Begin
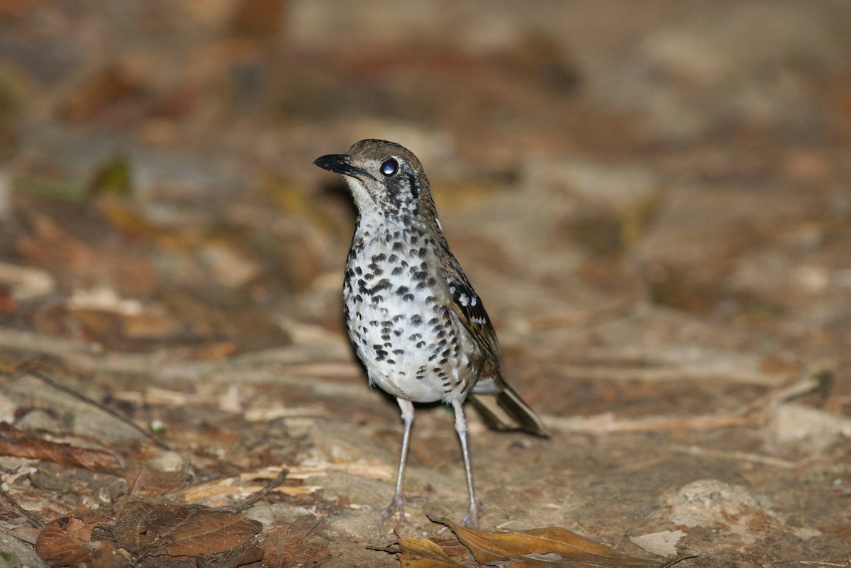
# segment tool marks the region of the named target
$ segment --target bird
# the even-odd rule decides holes
[[[443,236],[431,185],[417,156],[386,140],[356,142],[317,158],[340,173],[357,209],[343,278],[346,327],[370,385],[396,397],[403,431],[396,490],[380,525],[404,521],[403,491],[414,403],[443,401],[454,412],[469,506],[461,524],[477,528],[464,403],[488,426],[547,437],[538,415],[503,376],[496,332]]]

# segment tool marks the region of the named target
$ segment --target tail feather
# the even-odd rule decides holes
[[[544,423],[520,395],[505,382],[495,392],[474,391],[469,396],[488,425],[497,430],[525,430],[549,437]]]

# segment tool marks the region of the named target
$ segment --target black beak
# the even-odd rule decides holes
[[[328,154],[328,156],[323,156],[314,160],[313,165],[319,166],[319,168],[327,169],[328,172],[342,173],[352,178],[367,177],[372,179],[375,179],[366,170],[352,166],[351,158],[346,154]]]

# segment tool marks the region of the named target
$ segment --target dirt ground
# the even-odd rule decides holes
[[[311,164],[363,138],[551,430],[470,409],[483,529],[851,565],[851,3],[7,0],[0,566],[476,565],[444,406],[378,526],[402,424]]]

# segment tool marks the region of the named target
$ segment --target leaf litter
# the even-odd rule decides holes
[[[647,560],[617,552],[609,547],[559,526],[520,531],[471,529],[448,519],[429,518],[448,527],[478,565],[511,568],[666,568],[682,559]],[[459,568],[469,565],[454,559],[451,543],[401,537],[389,548],[398,554],[405,568]]]

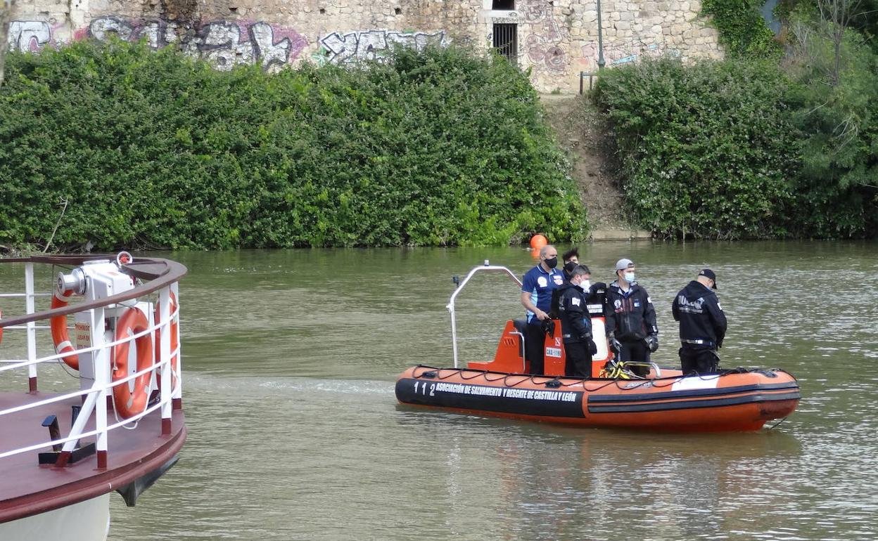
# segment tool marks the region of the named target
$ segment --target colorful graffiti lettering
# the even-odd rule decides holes
[[[322,38],[320,42],[326,50],[327,61],[335,64],[363,60],[380,61],[385,52],[395,44],[414,47],[418,51],[428,45],[447,44],[443,30],[432,33],[387,30],[365,30],[346,34],[333,32]]]
[[[187,54],[212,62],[218,69],[236,64],[258,63],[264,68],[288,64],[307,45],[295,31],[275,28],[268,23],[213,21],[184,25],[176,21],[139,21],[119,17],[101,17],[76,38],[105,40],[118,36],[126,41],[146,39],[158,48],[176,45]]]
[[[7,42],[12,51],[39,51],[54,43],[52,28],[42,21],[12,21]]]
[[[543,36],[529,34],[524,39],[524,49],[535,67],[550,71],[564,71],[566,54],[558,45],[547,42]]]

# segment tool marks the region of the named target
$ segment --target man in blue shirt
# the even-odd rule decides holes
[[[542,324],[549,320],[552,290],[564,283],[564,274],[556,267],[558,250],[546,245],[540,250],[539,265],[529,270],[522,281],[522,304],[527,309],[525,317],[528,320],[525,355],[530,361],[531,374],[543,374],[545,333]]]

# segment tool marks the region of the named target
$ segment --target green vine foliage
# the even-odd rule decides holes
[[[595,90],[640,224],[666,236],[788,234],[796,141],[770,63],[644,61]]]
[[[719,31],[720,43],[730,57],[780,59],[783,53],[751,0],[703,0],[702,11]]]
[[[457,47],[219,72],[80,42],[8,57],[0,244],[235,248],[578,240],[527,75]]]

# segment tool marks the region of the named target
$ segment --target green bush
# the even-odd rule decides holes
[[[702,11],[709,15],[719,40],[730,57],[779,59],[783,51],[759,12],[759,4],[748,0],[704,0]]]
[[[838,36],[837,56],[835,27],[813,6],[799,6],[788,22],[785,69],[798,84],[788,101],[802,156],[796,197],[810,210],[795,215],[794,228],[818,237],[874,234],[878,56],[852,29]]]
[[[586,233],[527,75],[456,47],[218,72],[170,49],[8,57],[0,243],[487,245]]]
[[[660,59],[608,70],[606,110],[640,225],[666,236],[788,234],[796,140],[767,63]]]

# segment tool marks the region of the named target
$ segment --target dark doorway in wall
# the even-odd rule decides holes
[[[510,62],[515,62],[518,53],[518,25],[494,25],[493,46]]]

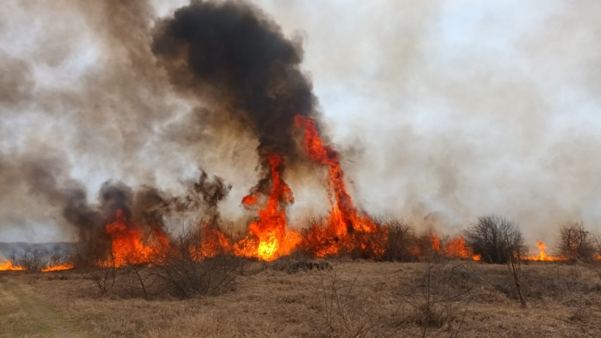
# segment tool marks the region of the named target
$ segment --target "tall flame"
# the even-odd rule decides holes
[[[303,146],[311,160],[328,167],[330,204],[331,211],[325,226],[316,225],[307,236],[311,246],[321,241],[314,253],[318,256],[336,254],[341,250],[361,248],[371,252],[373,258],[380,258],[385,253],[384,243],[387,229],[379,228],[366,214],[360,213],[353,203],[344,183],[344,173],[340,167],[338,152],[325,144],[319,136],[315,120],[296,115],[295,124],[304,131]],[[375,236],[356,234],[373,233]],[[351,236],[354,238],[351,239]]]
[[[0,271],[18,271],[22,270],[23,270],[22,266],[13,265],[13,261],[6,261],[4,263],[0,263]]]
[[[295,202],[292,190],[281,178],[283,159],[278,154],[269,155],[271,188],[267,200],[259,202],[259,196],[249,195],[242,202],[247,208],[261,207],[257,219],[248,226],[250,237],[236,243],[236,254],[273,261],[287,254],[300,242],[298,233],[286,231],[286,207]],[[262,205],[261,205],[262,204]]]
[[[155,243],[145,242],[142,228],[129,222],[120,209],[115,211],[115,221],[106,225],[105,231],[111,238],[112,254],[111,259],[101,264],[105,266],[148,263],[169,246],[167,235],[156,227],[153,228],[152,233]]]

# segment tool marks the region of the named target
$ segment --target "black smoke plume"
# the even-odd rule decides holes
[[[193,1],[157,25],[152,50],[174,88],[252,130],[259,157],[294,161],[294,117],[314,115],[316,103],[300,42],[248,4]],[[205,122],[224,120],[214,119]]]

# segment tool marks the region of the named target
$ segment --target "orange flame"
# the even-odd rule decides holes
[[[290,251],[300,242],[300,235],[286,232],[286,207],[295,202],[292,190],[280,177],[282,157],[269,155],[271,175],[271,189],[267,200],[261,205],[256,195],[245,197],[242,202],[247,207],[262,207],[257,219],[248,226],[249,236],[234,245],[234,253],[264,261],[273,261]],[[296,235],[295,235],[296,233]]]
[[[101,265],[103,266],[123,266],[126,264],[148,263],[168,247],[167,235],[158,228],[153,228],[156,245],[145,244],[142,240],[143,231],[135,224],[129,222],[125,214],[117,209],[115,221],[106,225],[106,233],[111,237],[112,260],[107,259]]]
[[[564,261],[563,257],[548,256],[545,251],[547,249],[547,245],[540,240],[536,241],[536,247],[538,248],[538,256],[526,256],[524,260],[526,261]]]
[[[324,144],[315,120],[297,115],[295,124],[304,131],[303,145],[307,156],[326,166],[330,178],[330,216],[325,228],[318,225],[311,228],[306,240],[308,246],[318,247],[318,249],[314,249],[318,256],[358,248],[370,252],[372,258],[382,256],[386,251],[387,228],[378,228],[368,216],[360,213],[355,207],[344,183],[344,173],[340,167],[338,152],[332,146]],[[368,233],[374,235],[364,235]],[[319,242],[312,243],[311,240]]]
[[[0,263],[0,271],[18,271],[22,270],[24,270],[22,266],[13,265],[13,261],[6,261],[4,263]]]
[[[73,268],[73,264],[57,264],[43,268],[41,269],[41,272],[61,271],[63,270],[70,270],[72,268]]]

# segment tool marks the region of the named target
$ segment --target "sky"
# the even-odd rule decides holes
[[[448,234],[496,213],[533,246],[552,242],[562,222],[601,230],[598,1],[253,3],[302,40],[323,131],[363,210]],[[0,79],[0,153],[65,156],[92,200],[108,179],[176,191],[200,166],[233,186],[224,214],[243,214],[240,200],[258,177],[252,140],[169,143],[190,103],[161,92],[141,104],[155,93],[142,89],[159,80],[113,82],[129,71],[119,62],[127,38],[106,38],[115,33],[101,13],[55,4],[8,0],[0,9],[0,70],[27,70]],[[185,4],[152,8],[164,18]],[[126,114],[139,109],[143,119]],[[56,208],[1,178],[0,241],[71,239]],[[319,178],[287,181],[293,221],[327,209]]]

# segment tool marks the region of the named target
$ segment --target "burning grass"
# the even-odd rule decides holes
[[[287,268],[301,261],[327,262],[329,268]],[[593,266],[532,261],[524,269],[527,309],[520,307],[504,266],[457,260],[255,260],[224,292],[184,300],[98,297],[90,292],[89,276],[72,271],[5,276],[0,289],[8,281],[28,285],[32,297],[98,337],[525,338],[601,332],[601,279]]]

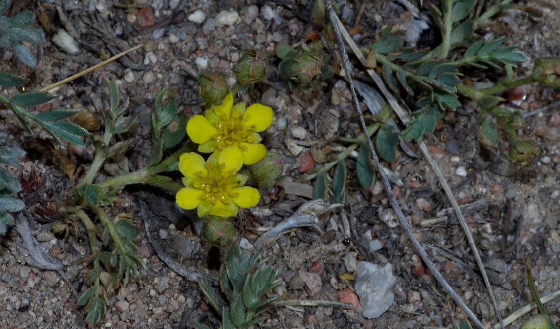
End
### WRITTEN REQUEST
How many lines in the material above contain the string "flame"? Case must match. Reply with the number alone.

### RESPONSE TO THE EXERCISE
2